## Records for processing
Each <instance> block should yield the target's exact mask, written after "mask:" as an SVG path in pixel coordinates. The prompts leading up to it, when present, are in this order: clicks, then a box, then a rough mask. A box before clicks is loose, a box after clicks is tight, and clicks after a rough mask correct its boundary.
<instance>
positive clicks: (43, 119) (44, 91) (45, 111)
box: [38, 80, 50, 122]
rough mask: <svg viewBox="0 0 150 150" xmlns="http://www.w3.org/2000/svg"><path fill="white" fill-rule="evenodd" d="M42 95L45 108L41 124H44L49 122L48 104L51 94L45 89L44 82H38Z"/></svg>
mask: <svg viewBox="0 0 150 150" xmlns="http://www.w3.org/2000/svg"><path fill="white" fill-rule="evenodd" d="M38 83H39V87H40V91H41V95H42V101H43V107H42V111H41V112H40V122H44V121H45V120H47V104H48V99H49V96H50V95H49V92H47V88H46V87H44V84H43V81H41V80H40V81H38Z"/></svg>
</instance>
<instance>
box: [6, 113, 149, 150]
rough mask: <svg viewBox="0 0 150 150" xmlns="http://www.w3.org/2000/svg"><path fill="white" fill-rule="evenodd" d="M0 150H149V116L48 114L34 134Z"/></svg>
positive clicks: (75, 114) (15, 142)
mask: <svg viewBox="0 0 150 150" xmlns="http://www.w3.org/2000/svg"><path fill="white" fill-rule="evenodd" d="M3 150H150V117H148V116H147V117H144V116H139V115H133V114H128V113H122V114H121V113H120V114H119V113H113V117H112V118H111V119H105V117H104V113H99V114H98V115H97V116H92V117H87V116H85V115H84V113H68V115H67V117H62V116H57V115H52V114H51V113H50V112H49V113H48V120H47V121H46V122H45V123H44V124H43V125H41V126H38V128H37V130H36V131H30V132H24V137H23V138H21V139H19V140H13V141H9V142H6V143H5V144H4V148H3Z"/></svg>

## Your objective
Using the material above, output each line exactly as it appears.

## Answer to this problem
Each <instance> block should yield the target's exact mask, written after "mask:" as an SVG path in pixel coordinates. The prompts leading up to it, when present, are in this order: clicks, then a box, then a rough mask. A box before clicks is loose, a box after clicks is tight, and clicks after a rough mask correct its boundary.
<instance>
positive clicks: (43, 119) (44, 91) (45, 111)
box: [38, 80, 50, 122]
rough mask: <svg viewBox="0 0 150 150" xmlns="http://www.w3.org/2000/svg"><path fill="white" fill-rule="evenodd" d="M42 95L45 108L41 124H44L49 122L48 104L51 94L45 89L44 82H38Z"/></svg>
mask: <svg viewBox="0 0 150 150" xmlns="http://www.w3.org/2000/svg"><path fill="white" fill-rule="evenodd" d="M38 83H39V87H40V91H41V95H42V101H43V107H42V111H41V112H40V122H44V121H45V120H47V104H48V99H49V96H50V95H49V92H47V88H46V87H44V84H43V81H41V80H40V81H38Z"/></svg>
</instance>
<instance>
box: [6, 113, 149, 150]
rough mask: <svg viewBox="0 0 150 150" xmlns="http://www.w3.org/2000/svg"><path fill="white" fill-rule="evenodd" d="M0 150H149V116L48 114L34 134Z"/></svg>
positive clicks: (75, 114) (15, 142)
mask: <svg viewBox="0 0 150 150" xmlns="http://www.w3.org/2000/svg"><path fill="white" fill-rule="evenodd" d="M3 150H150V117H148V116H147V117H144V116H139V115H133V114H128V113H122V114H121V113H120V114H119V113H113V117H112V118H111V119H105V117H104V113H99V114H98V115H97V116H92V117H87V116H85V115H84V113H68V115H67V117H62V116H57V115H52V114H51V113H50V112H49V113H48V120H47V121H46V122H45V123H44V124H43V125H41V126H38V128H37V130H36V131H30V132H24V137H23V138H21V139H19V140H13V141H9V142H6V143H5V144H4V148H3Z"/></svg>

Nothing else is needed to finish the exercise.